## WHAT NEEDS TO BE DONE
Can you pull out the lines below word for word, leaving the pictures out of your answer?

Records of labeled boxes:
----
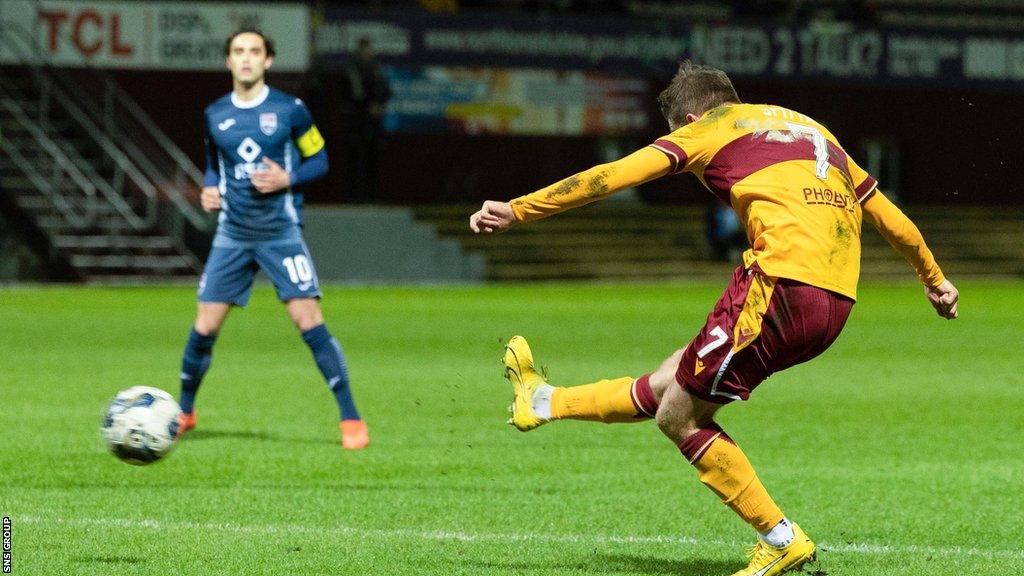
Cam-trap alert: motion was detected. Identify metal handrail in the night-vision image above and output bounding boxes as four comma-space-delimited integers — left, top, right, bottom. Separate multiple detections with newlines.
0, 88, 96, 229
0, 23, 157, 230
0, 23, 212, 233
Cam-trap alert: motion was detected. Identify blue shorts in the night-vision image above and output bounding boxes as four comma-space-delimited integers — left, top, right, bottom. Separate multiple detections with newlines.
----
## SOLUTION TO THE PROBLEM
Cam-trap alert: motion was detected. Identify metal handrail in the night-vision image above and output bounding boxes as four comma-space-delimited integers — left, top, right, bottom. Separate multiple detections with newlines.
0, 88, 96, 229
0, 23, 157, 230
0, 23, 212, 233
Cam-trap alert: motion was detected. Identify blue shorts in the night-vision image above and output bounding boxes as four comma-space-delimited integers — left, top, right, bottom. Separate multiple detections with newlines.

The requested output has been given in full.